>> begin Recorded data

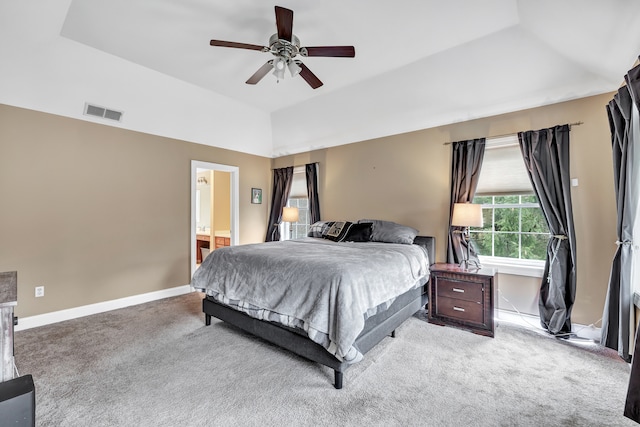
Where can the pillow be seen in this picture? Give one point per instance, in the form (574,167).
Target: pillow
(338,231)
(390,232)
(319,229)
(359,232)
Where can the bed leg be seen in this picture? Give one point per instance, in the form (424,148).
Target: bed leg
(337,380)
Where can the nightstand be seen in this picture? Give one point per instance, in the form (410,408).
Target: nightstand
(462,298)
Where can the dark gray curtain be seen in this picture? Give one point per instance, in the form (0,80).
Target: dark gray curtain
(311,170)
(465,171)
(618,317)
(546,158)
(282,179)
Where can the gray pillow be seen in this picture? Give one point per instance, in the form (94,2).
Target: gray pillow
(390,232)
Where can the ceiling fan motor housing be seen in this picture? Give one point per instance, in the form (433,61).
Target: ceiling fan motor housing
(284,49)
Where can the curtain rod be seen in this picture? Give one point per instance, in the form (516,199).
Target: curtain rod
(298,166)
(509,134)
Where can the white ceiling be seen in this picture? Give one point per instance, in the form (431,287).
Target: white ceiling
(418,64)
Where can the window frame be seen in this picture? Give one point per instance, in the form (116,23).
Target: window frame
(516,266)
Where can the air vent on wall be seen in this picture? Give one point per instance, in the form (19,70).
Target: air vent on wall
(105,113)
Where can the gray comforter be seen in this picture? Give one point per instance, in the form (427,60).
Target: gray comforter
(326,288)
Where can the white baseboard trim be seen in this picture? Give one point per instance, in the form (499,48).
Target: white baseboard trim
(590,332)
(101,307)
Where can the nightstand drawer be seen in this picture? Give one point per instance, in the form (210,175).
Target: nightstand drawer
(462,297)
(468,311)
(468,291)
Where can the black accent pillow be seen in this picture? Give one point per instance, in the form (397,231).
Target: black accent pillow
(319,229)
(391,232)
(338,231)
(359,232)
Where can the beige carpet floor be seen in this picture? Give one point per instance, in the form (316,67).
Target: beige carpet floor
(156,364)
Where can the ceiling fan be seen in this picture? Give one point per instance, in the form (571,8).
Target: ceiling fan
(285,46)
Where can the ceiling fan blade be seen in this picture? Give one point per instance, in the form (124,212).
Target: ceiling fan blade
(223,43)
(333,51)
(284,22)
(311,78)
(258,75)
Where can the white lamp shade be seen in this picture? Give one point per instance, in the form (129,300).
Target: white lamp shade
(467,215)
(289,214)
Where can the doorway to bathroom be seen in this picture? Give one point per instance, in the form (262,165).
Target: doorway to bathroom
(214,208)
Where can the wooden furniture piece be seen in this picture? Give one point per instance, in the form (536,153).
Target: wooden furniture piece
(463,298)
(376,328)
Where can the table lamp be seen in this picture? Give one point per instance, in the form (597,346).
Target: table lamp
(467,215)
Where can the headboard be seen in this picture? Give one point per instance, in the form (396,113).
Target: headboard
(429,243)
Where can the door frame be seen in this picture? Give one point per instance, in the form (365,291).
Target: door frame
(234,217)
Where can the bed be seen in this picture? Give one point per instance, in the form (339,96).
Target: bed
(329,298)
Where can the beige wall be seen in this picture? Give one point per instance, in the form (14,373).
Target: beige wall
(406,178)
(221,199)
(75,204)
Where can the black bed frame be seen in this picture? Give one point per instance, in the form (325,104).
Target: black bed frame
(376,328)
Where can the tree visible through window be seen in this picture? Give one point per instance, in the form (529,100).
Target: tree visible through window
(300,228)
(514,227)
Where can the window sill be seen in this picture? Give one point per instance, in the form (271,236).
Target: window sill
(515,267)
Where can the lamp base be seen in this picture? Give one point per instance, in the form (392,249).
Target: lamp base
(468,264)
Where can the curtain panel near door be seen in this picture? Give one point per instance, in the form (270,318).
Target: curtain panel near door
(465,171)
(282,179)
(546,158)
(618,318)
(311,171)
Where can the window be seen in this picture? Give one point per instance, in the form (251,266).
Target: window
(297,198)
(515,231)
(514,227)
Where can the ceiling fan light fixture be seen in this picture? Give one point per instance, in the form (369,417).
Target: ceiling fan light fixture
(278,71)
(294,68)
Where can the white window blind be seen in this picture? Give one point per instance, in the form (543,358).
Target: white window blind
(503,170)
(299,184)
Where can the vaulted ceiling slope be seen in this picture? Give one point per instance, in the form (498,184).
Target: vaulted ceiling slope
(418,64)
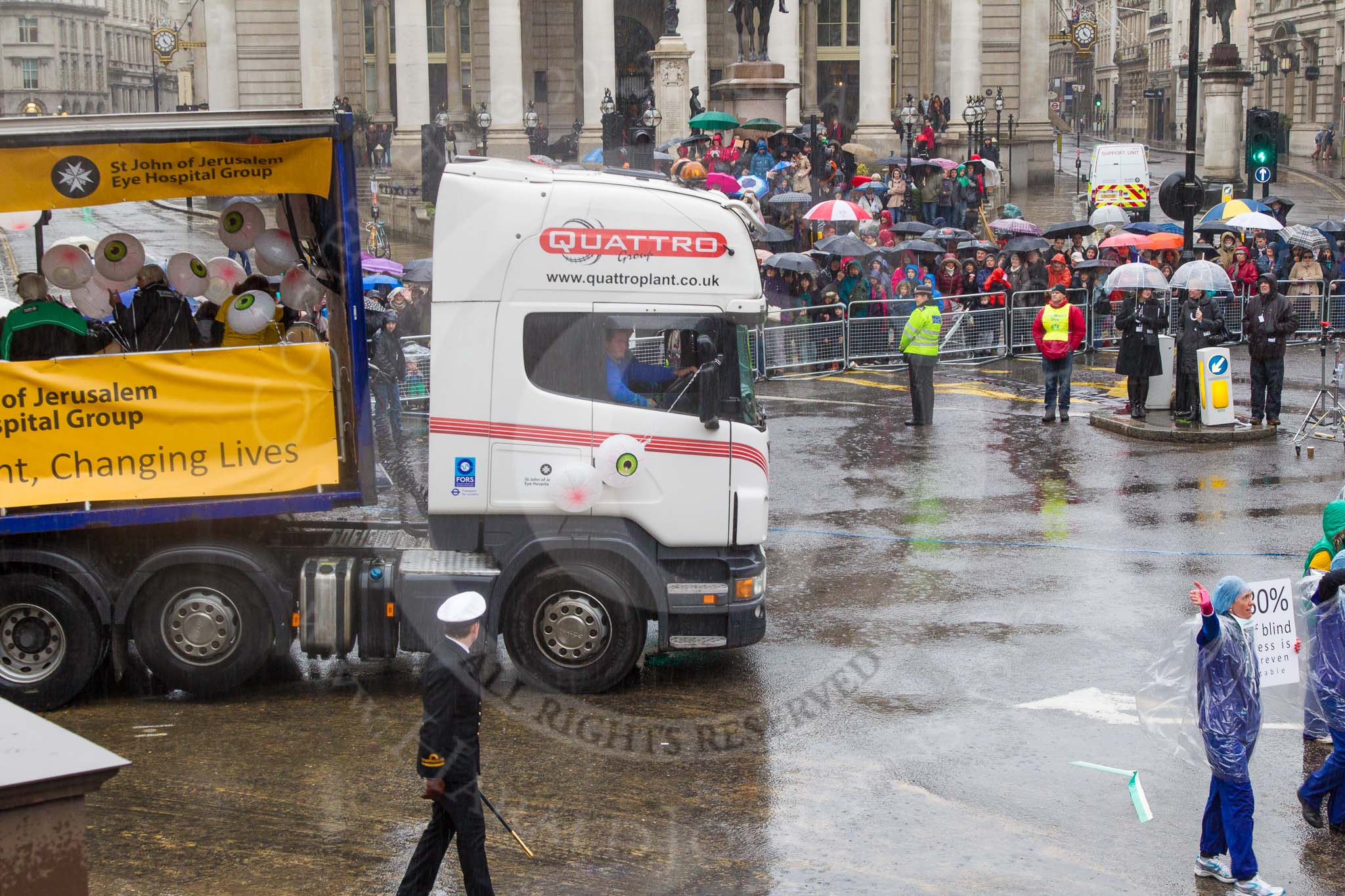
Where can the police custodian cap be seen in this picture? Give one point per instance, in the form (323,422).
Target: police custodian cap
(462,608)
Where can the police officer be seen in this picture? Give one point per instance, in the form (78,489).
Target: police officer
(450,756)
(920,344)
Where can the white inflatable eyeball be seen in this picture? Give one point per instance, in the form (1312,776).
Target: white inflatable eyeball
(222,274)
(66,267)
(276,249)
(92,300)
(250,312)
(300,291)
(575,488)
(240,224)
(619,459)
(16,221)
(187,274)
(119,257)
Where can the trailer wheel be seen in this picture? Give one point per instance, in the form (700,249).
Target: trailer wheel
(50,641)
(573,630)
(202,629)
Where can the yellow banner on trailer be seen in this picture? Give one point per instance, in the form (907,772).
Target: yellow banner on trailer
(101,174)
(173,425)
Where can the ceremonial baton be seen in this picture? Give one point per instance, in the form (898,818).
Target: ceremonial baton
(513,833)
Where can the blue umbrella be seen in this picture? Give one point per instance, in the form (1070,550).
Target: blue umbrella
(374,281)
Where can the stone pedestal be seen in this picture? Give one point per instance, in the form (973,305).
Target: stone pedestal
(1222,89)
(673,86)
(753,91)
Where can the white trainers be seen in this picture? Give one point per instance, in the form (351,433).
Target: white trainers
(1212,868)
(1256,887)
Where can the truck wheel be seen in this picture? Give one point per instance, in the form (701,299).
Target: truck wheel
(202,629)
(50,641)
(573,630)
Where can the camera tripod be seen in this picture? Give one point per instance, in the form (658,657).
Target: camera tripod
(1325,418)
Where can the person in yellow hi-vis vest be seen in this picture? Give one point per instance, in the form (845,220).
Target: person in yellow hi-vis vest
(920,345)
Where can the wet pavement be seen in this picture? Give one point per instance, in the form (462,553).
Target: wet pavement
(923,587)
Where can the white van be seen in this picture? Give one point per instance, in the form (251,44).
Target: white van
(1118,175)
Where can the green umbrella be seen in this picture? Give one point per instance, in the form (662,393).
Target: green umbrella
(763,125)
(715,121)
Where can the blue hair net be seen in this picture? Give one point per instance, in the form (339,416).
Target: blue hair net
(1227,591)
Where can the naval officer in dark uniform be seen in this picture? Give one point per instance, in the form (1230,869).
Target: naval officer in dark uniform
(450,754)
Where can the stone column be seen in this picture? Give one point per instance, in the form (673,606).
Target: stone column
(600,68)
(454,61)
(808,105)
(318,53)
(506,139)
(382,75)
(875,127)
(221,55)
(783,47)
(412,85)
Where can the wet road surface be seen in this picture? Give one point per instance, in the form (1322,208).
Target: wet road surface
(875,742)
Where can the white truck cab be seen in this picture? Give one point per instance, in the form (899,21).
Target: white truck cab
(540,278)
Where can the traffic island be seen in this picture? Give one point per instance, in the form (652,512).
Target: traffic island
(1158,426)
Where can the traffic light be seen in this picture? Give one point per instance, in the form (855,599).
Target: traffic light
(1264,146)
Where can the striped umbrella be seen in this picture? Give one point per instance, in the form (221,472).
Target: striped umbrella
(1016,226)
(837,210)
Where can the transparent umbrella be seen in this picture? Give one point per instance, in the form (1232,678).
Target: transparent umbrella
(1136,276)
(1207,276)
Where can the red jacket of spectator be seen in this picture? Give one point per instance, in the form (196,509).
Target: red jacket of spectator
(1055,350)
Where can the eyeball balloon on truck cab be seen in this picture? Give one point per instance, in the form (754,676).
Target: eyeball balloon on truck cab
(119,257)
(187,274)
(250,312)
(240,224)
(66,267)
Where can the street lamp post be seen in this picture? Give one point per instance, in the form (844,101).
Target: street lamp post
(483,121)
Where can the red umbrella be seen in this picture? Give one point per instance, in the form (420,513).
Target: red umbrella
(837,210)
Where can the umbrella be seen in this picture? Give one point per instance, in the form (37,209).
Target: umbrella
(1201,274)
(791,261)
(762,125)
(755,184)
(1069,228)
(1254,221)
(418,272)
(1136,276)
(1223,211)
(919,246)
(845,245)
(1026,245)
(724,183)
(374,281)
(1016,226)
(837,210)
(947,234)
(860,152)
(1109,215)
(715,120)
(1304,237)
(372,265)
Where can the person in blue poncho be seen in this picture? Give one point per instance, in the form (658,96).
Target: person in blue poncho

>> end Recorded data

#### Task
The lines to quote run from the one containing "Where can the transparent" through the final line of the material above; please give them exactly, both ends included, and nothing else.

#### Answer to this exercise
Where can the transparent umbrella be seen in this picture? Give one point per instance, in the form (1232,678).
Target: transparent umbrella
(1136,276)
(1207,276)
Where can the red jacket of spectator be seen in this picture? Give one point per instance, in the form (196,509).
Target: red jacket of spectator
(1055,350)
Where can the eyeball balloon on truck cab be seen in this picture? Give one point per instance, in the form (754,676).
Target: eyeball balloon on truck cab
(119,257)
(187,274)
(250,312)
(240,224)
(66,267)
Where can the street lamp post be seen in this picture? Give one point per instance, in the form (844,101).
Target: street lamp post
(483,121)
Where can the red umbrella be seen in this picture? Give one point per instance, in the form (420,513).
Target: red umbrella
(837,210)
Where can the umbrella be seen in this picture? Give one point per instance, in the form (37,209).
Target: umbrella
(1201,274)
(791,261)
(762,125)
(755,184)
(1069,228)
(1254,221)
(418,272)
(1136,276)
(1223,211)
(919,246)
(845,245)
(1026,245)
(724,183)
(374,281)
(1016,226)
(837,210)
(947,234)
(860,152)
(1109,215)
(715,120)
(1304,237)
(372,265)
Where can the person in blue poncho be seen in this picture? Give one point per instance, in the form (658,96).
Target: person in blue poncho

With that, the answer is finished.